▶ [Required work] Return each line of the entries that holds the string "below".

Source data:

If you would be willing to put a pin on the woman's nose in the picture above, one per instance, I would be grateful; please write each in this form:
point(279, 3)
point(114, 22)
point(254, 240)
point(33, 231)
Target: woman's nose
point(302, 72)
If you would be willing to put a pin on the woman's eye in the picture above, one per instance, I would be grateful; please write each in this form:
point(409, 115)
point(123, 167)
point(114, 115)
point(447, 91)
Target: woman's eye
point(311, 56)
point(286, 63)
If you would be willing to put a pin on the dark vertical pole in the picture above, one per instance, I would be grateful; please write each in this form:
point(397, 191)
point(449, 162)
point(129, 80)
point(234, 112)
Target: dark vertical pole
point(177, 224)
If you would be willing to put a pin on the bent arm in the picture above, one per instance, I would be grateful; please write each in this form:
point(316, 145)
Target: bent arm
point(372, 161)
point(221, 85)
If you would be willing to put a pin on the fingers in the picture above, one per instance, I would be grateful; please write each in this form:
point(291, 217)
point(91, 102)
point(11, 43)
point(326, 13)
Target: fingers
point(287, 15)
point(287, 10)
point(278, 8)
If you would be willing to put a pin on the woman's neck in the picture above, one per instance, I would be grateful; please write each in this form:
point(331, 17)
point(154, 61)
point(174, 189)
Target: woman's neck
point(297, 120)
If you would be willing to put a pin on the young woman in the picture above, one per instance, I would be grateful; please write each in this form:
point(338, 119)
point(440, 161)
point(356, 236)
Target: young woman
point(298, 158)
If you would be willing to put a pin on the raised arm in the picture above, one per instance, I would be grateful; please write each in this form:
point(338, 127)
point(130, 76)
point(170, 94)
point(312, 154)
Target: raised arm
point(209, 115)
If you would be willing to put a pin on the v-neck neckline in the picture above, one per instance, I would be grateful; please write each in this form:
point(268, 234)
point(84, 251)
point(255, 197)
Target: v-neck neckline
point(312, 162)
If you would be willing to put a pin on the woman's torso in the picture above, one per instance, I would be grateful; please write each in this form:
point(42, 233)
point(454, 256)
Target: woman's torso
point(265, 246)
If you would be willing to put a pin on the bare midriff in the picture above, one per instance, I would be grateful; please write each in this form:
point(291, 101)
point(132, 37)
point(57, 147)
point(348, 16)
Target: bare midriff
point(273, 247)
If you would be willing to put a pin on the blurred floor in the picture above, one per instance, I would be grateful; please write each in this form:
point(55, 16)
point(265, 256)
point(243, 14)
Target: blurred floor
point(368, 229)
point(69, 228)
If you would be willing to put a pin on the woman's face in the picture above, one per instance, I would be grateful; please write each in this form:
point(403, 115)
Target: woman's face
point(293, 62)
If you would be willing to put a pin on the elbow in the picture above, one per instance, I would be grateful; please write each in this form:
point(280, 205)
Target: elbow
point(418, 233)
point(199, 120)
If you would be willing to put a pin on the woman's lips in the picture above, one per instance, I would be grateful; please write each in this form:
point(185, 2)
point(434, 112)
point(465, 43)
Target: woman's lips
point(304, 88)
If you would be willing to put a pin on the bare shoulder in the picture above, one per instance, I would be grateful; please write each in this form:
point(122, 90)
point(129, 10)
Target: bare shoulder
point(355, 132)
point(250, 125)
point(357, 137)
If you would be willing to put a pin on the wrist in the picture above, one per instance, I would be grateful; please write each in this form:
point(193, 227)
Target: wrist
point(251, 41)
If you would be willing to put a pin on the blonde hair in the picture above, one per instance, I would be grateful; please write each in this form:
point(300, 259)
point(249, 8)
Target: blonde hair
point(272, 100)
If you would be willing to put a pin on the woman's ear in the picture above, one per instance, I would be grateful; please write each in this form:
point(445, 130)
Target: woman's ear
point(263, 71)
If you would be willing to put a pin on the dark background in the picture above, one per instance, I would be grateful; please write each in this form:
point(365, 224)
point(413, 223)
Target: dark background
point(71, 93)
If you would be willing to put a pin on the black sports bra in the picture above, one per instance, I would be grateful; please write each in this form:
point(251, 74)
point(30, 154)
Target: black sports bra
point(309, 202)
---
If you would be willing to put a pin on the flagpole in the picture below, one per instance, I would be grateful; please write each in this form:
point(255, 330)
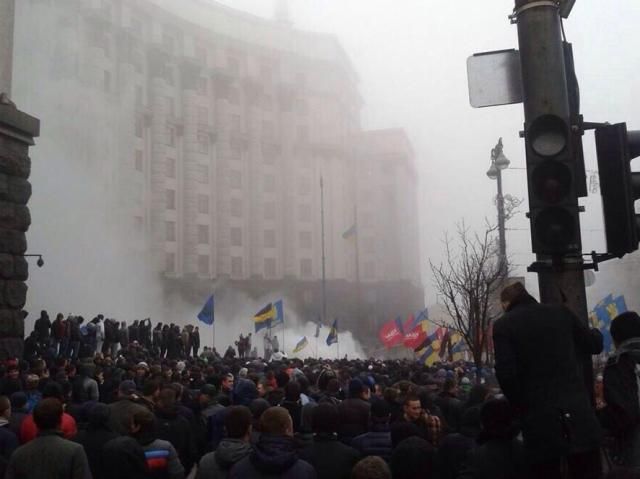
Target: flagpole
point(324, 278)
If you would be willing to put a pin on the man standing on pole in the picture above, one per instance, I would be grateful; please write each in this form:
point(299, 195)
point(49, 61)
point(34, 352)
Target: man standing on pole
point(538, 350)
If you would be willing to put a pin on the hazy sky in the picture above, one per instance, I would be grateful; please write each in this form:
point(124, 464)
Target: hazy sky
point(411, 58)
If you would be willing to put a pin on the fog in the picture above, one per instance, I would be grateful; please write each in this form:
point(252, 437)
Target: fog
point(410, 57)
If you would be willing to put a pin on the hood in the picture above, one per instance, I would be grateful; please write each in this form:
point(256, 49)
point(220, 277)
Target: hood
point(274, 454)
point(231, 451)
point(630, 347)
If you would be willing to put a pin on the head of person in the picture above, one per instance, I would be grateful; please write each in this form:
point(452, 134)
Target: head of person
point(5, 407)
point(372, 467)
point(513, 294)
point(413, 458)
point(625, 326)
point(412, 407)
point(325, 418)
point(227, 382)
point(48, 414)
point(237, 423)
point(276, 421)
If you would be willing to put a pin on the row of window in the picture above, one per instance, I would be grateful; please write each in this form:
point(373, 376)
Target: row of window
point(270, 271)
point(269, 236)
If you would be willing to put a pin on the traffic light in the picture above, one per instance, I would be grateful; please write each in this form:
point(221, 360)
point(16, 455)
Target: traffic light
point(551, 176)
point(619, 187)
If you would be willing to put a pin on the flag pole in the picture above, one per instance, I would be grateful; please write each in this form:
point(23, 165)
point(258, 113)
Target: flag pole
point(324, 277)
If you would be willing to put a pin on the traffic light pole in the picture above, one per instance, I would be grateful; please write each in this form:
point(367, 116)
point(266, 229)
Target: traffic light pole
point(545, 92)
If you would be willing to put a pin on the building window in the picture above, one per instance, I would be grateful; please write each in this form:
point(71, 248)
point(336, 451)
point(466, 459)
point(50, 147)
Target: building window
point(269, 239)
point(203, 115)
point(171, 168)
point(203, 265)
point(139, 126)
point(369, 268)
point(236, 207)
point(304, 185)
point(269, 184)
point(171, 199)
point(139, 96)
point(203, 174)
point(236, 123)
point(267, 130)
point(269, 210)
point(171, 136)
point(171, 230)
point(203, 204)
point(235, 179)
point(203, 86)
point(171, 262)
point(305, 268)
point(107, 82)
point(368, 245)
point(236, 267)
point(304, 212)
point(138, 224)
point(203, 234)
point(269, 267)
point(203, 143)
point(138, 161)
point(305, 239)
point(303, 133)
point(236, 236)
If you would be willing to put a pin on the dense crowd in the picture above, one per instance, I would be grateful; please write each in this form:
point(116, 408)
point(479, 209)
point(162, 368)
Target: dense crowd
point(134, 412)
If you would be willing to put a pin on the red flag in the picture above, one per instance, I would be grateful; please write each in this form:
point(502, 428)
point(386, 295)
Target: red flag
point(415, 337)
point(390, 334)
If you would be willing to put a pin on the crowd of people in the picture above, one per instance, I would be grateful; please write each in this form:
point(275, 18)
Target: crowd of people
...
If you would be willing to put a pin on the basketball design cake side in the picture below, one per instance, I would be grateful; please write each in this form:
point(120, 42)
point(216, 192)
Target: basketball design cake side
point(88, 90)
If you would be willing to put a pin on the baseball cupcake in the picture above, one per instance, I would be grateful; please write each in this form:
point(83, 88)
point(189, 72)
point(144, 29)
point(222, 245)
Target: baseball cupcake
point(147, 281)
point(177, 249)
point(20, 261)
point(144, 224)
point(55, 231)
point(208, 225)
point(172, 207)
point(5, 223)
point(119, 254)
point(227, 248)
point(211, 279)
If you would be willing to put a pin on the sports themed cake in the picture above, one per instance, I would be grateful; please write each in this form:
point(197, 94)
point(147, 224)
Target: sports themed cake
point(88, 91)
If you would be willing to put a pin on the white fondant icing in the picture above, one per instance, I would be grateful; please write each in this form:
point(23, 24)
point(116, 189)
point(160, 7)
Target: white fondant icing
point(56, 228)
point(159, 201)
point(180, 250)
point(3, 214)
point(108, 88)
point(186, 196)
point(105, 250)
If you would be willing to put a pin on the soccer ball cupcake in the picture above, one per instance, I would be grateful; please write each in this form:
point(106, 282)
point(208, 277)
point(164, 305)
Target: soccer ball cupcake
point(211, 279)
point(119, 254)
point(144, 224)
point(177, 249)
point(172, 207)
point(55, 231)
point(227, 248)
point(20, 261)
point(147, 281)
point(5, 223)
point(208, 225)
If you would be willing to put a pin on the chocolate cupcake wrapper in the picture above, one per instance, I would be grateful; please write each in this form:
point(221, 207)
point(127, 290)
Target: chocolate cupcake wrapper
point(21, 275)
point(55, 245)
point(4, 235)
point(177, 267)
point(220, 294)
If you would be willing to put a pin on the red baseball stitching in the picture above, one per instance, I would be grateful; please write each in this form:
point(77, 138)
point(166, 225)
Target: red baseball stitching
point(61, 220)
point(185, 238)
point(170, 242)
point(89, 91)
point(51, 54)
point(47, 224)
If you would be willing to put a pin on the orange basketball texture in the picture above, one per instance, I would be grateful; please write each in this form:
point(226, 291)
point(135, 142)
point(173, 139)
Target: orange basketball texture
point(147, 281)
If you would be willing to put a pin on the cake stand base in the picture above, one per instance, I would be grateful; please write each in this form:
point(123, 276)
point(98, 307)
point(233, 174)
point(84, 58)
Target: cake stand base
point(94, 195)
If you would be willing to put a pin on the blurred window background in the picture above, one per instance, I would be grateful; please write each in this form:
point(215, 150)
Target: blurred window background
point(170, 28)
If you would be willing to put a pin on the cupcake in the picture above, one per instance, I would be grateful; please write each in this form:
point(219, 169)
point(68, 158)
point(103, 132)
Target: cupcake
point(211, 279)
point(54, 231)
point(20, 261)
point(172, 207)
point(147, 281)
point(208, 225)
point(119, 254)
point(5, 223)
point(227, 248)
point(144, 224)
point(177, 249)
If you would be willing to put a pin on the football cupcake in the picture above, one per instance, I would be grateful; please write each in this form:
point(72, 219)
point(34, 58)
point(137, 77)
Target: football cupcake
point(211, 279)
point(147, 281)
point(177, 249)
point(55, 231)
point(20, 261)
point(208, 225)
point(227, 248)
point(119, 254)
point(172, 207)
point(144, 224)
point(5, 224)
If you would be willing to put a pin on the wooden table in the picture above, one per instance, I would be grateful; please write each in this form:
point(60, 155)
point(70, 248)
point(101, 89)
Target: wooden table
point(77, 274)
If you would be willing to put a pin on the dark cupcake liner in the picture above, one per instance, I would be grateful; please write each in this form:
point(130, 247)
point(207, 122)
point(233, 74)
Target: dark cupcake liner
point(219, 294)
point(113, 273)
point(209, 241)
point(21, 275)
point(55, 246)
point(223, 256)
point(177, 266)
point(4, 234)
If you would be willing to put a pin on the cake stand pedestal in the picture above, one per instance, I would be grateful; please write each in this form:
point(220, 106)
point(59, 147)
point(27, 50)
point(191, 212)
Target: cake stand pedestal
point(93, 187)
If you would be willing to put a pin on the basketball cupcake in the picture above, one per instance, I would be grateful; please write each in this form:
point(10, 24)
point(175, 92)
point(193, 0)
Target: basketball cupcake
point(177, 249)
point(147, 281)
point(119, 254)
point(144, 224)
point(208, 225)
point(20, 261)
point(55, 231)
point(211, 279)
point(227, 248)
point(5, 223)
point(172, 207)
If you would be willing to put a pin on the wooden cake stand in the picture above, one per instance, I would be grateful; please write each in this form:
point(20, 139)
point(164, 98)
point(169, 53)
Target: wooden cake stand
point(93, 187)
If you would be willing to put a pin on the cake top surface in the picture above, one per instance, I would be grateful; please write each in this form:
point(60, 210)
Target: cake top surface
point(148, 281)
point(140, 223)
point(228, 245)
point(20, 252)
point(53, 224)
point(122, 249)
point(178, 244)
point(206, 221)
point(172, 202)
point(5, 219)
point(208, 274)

▶ [Response to the task]
If you would be willing to put a pin on the flagpole in the picture below, one per instance, I would be grateful; please write each in this form:
If you would be willing to put a pin on the basketball design cake side in the picture below, one per instance, I would be grateful; please write each in this form:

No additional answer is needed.